*** Source data Section Begins ***

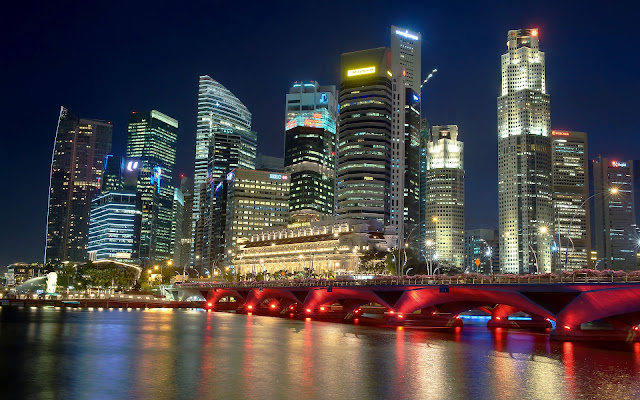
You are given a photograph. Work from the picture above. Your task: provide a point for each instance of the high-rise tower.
(616, 237)
(405, 48)
(152, 141)
(77, 165)
(570, 194)
(224, 141)
(310, 150)
(524, 158)
(444, 203)
(364, 139)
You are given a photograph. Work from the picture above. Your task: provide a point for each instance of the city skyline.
(558, 71)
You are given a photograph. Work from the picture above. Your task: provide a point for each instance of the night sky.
(103, 61)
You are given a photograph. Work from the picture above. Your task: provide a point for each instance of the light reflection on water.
(166, 354)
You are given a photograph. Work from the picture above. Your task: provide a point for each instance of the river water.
(187, 354)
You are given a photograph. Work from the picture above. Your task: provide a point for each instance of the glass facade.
(570, 194)
(364, 138)
(224, 141)
(114, 230)
(152, 141)
(77, 167)
(524, 158)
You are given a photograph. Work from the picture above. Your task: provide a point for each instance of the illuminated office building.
(570, 193)
(114, 230)
(444, 208)
(224, 141)
(310, 150)
(255, 200)
(524, 158)
(152, 142)
(616, 237)
(405, 48)
(77, 166)
(324, 248)
(364, 139)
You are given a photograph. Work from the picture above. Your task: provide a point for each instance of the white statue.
(52, 280)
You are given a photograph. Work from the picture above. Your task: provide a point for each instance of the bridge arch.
(419, 298)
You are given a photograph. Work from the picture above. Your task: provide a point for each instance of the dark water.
(191, 354)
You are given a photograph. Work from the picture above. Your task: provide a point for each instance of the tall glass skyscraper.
(224, 141)
(152, 141)
(444, 219)
(364, 140)
(570, 194)
(310, 150)
(77, 166)
(524, 158)
(616, 236)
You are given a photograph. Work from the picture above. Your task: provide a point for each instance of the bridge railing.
(462, 279)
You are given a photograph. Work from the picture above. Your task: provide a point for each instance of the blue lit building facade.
(114, 227)
(310, 150)
(152, 141)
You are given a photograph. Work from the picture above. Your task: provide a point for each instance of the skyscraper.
(224, 141)
(444, 203)
(310, 150)
(182, 243)
(77, 166)
(524, 158)
(405, 48)
(152, 141)
(616, 237)
(255, 200)
(365, 146)
(570, 194)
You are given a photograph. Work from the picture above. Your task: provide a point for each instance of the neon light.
(361, 71)
(408, 35)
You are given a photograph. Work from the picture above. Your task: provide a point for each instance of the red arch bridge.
(581, 310)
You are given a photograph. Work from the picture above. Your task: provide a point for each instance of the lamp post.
(613, 191)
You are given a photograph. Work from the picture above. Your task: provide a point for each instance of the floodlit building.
(325, 248)
(310, 150)
(482, 251)
(114, 231)
(570, 194)
(444, 203)
(616, 236)
(77, 166)
(406, 51)
(364, 139)
(224, 141)
(255, 200)
(152, 142)
(524, 158)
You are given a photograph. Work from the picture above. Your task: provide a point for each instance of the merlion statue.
(52, 280)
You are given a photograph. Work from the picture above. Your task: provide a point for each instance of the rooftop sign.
(361, 71)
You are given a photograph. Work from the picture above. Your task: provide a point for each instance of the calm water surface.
(188, 354)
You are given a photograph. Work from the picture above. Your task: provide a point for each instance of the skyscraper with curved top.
(224, 141)
(524, 158)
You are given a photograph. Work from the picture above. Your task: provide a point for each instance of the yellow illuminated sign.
(361, 71)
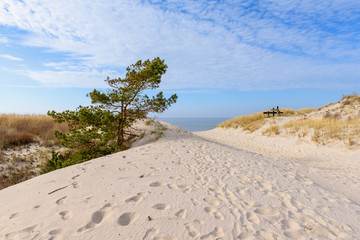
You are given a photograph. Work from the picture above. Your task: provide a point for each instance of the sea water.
(194, 124)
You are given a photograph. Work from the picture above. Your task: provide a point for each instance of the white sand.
(184, 187)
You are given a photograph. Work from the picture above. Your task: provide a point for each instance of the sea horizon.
(193, 124)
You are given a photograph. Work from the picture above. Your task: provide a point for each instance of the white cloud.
(3, 40)
(207, 44)
(9, 57)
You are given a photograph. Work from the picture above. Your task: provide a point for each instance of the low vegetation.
(252, 122)
(18, 130)
(325, 129)
(339, 122)
(25, 145)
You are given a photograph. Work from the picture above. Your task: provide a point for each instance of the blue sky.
(225, 58)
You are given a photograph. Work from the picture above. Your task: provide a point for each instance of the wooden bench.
(273, 111)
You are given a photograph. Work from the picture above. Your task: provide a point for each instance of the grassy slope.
(334, 122)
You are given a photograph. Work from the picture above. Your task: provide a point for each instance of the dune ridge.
(182, 186)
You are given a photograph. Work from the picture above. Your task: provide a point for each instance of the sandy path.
(180, 187)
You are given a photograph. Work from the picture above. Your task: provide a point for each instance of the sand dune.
(182, 187)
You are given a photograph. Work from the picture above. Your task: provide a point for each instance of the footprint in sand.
(98, 217)
(65, 215)
(267, 212)
(128, 218)
(252, 217)
(216, 214)
(155, 168)
(172, 186)
(164, 238)
(181, 213)
(137, 198)
(212, 201)
(75, 177)
(195, 202)
(61, 201)
(193, 232)
(218, 232)
(150, 233)
(161, 206)
(157, 184)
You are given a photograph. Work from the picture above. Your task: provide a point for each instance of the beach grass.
(18, 130)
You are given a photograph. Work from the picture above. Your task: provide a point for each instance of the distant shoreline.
(194, 124)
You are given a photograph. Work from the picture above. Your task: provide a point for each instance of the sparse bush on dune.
(274, 129)
(304, 111)
(252, 122)
(339, 122)
(249, 123)
(16, 132)
(326, 128)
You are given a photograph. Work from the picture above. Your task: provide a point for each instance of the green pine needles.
(104, 127)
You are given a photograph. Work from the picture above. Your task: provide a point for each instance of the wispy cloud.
(9, 57)
(3, 40)
(214, 44)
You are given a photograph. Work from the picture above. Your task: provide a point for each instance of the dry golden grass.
(16, 130)
(326, 129)
(274, 129)
(287, 112)
(252, 122)
(350, 99)
(248, 122)
(304, 111)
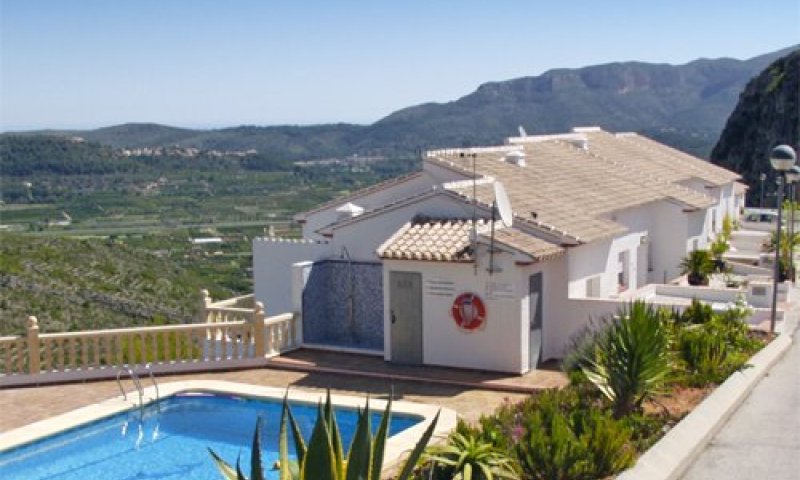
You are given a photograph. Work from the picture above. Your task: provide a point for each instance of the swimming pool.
(169, 440)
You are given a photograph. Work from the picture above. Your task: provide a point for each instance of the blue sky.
(198, 63)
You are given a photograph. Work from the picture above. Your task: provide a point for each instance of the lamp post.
(792, 177)
(782, 159)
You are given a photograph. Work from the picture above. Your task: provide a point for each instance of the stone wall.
(343, 305)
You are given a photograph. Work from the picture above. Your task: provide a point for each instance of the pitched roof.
(449, 240)
(575, 191)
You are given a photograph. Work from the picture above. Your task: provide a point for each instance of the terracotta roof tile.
(449, 240)
(575, 192)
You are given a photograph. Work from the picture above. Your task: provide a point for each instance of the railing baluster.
(48, 355)
(235, 335)
(85, 344)
(223, 343)
(22, 356)
(60, 364)
(119, 346)
(96, 348)
(154, 347)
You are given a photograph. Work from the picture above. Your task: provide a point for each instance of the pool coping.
(396, 445)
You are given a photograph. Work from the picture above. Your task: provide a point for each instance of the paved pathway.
(761, 441)
(470, 393)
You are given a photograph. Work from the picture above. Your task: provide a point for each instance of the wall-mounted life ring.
(469, 312)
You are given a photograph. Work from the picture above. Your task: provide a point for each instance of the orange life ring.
(469, 312)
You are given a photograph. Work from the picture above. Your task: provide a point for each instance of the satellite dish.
(503, 205)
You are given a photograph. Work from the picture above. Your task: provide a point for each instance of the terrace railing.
(231, 336)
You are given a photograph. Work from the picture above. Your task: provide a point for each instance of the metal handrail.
(136, 383)
(149, 369)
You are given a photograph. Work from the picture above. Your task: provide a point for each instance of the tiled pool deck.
(470, 393)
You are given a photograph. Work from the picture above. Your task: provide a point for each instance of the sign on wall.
(440, 287)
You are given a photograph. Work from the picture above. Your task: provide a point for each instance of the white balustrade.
(231, 333)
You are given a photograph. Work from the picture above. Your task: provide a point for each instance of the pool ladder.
(138, 384)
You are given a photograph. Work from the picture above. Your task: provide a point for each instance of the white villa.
(412, 269)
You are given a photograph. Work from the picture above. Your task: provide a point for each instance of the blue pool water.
(171, 443)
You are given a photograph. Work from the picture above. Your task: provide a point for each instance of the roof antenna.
(501, 206)
(474, 232)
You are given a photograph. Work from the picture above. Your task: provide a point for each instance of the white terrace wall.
(272, 269)
(370, 201)
(656, 241)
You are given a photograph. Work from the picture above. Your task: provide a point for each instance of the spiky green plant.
(323, 458)
(697, 266)
(631, 359)
(466, 457)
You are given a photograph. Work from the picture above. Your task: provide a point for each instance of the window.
(622, 271)
(593, 287)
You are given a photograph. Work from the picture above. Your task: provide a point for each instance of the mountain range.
(685, 106)
(768, 114)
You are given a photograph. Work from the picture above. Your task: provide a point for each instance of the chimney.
(516, 157)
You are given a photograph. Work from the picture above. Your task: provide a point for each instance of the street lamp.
(792, 177)
(782, 159)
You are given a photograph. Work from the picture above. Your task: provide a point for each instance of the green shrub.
(697, 313)
(631, 358)
(466, 456)
(697, 266)
(565, 443)
(705, 353)
(324, 455)
(713, 350)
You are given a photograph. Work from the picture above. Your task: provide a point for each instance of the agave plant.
(632, 358)
(324, 457)
(466, 457)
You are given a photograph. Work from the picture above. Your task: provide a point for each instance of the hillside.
(682, 105)
(72, 284)
(768, 114)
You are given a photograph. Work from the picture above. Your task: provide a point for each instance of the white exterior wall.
(370, 201)
(272, 269)
(363, 237)
(557, 320)
(502, 343)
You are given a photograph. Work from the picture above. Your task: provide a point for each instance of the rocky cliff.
(768, 114)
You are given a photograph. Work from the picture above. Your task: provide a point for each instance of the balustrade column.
(259, 331)
(33, 346)
(205, 302)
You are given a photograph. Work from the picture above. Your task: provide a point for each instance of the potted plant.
(718, 249)
(697, 266)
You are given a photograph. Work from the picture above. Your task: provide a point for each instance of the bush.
(324, 456)
(631, 358)
(466, 456)
(697, 266)
(578, 444)
(697, 313)
(716, 347)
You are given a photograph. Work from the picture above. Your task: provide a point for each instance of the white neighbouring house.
(595, 215)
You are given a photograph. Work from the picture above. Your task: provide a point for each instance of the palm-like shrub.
(631, 358)
(324, 457)
(467, 457)
(718, 248)
(560, 443)
(697, 266)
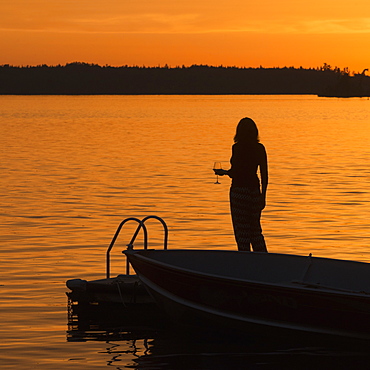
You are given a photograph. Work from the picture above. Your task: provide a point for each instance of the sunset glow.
(151, 33)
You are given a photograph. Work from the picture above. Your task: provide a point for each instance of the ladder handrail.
(165, 228)
(131, 243)
(116, 236)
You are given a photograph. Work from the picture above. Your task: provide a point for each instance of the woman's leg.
(239, 218)
(246, 216)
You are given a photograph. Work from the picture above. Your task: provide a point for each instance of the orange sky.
(177, 32)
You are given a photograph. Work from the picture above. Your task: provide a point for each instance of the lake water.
(73, 167)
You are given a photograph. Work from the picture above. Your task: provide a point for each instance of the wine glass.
(217, 166)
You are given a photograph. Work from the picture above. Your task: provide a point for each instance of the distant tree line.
(92, 79)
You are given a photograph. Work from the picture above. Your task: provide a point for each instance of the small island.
(92, 79)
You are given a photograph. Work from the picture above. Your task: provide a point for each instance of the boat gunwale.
(295, 285)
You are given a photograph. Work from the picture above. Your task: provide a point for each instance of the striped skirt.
(245, 206)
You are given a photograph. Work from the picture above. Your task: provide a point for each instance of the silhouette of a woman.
(247, 194)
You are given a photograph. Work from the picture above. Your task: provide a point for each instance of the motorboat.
(263, 292)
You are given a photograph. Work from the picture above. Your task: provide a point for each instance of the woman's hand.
(220, 172)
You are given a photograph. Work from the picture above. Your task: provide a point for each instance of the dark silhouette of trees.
(92, 79)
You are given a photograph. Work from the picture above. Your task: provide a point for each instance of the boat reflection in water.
(140, 339)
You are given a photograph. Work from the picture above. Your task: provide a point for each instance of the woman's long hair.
(246, 131)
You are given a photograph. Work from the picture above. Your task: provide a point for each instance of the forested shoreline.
(92, 79)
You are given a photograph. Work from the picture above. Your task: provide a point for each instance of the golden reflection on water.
(74, 167)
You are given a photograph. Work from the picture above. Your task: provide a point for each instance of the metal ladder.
(130, 245)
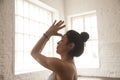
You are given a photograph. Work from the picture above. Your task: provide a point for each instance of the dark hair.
(78, 40)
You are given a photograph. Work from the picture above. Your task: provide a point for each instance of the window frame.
(55, 15)
(69, 24)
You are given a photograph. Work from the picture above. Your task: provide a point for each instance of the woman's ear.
(71, 46)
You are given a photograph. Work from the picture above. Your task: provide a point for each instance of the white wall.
(7, 37)
(108, 16)
(58, 5)
(108, 12)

*** Source data Section Ends ***

**What is required**
Reproduce exactly the line containing "the forested shoreline." and every line after it in the material above, up to and including the last. Exclude all pictures.

**Output for this task**
You are given a photograph. Work from the picture above. Your task: provide a point for each instance of the forested shoreline.
(92, 79)
You are given a photograph. Work from the picture above. Your task: provide a point for each instance of the golden reflection on water.
(74, 167)
You are given a photograph. Work from the picture above. Your task: provide a point for each instance of the metal ladder.
(130, 245)
You are given a photograph. Work from the picture above. Your task: provide a point for each instance of the dark hair.
(78, 40)
You are given a photograph. Work from the picture above. Your task: provide a point for each instance of the window frame.
(55, 15)
(69, 24)
You are given a photograph. Work from the picture above. Your task: provide a point for each instance of the woman's ear.
(71, 46)
You are given a photograph. Work from the picture above. Your task: provide a point for each instance of the white wall.
(7, 37)
(108, 16)
(58, 5)
(108, 12)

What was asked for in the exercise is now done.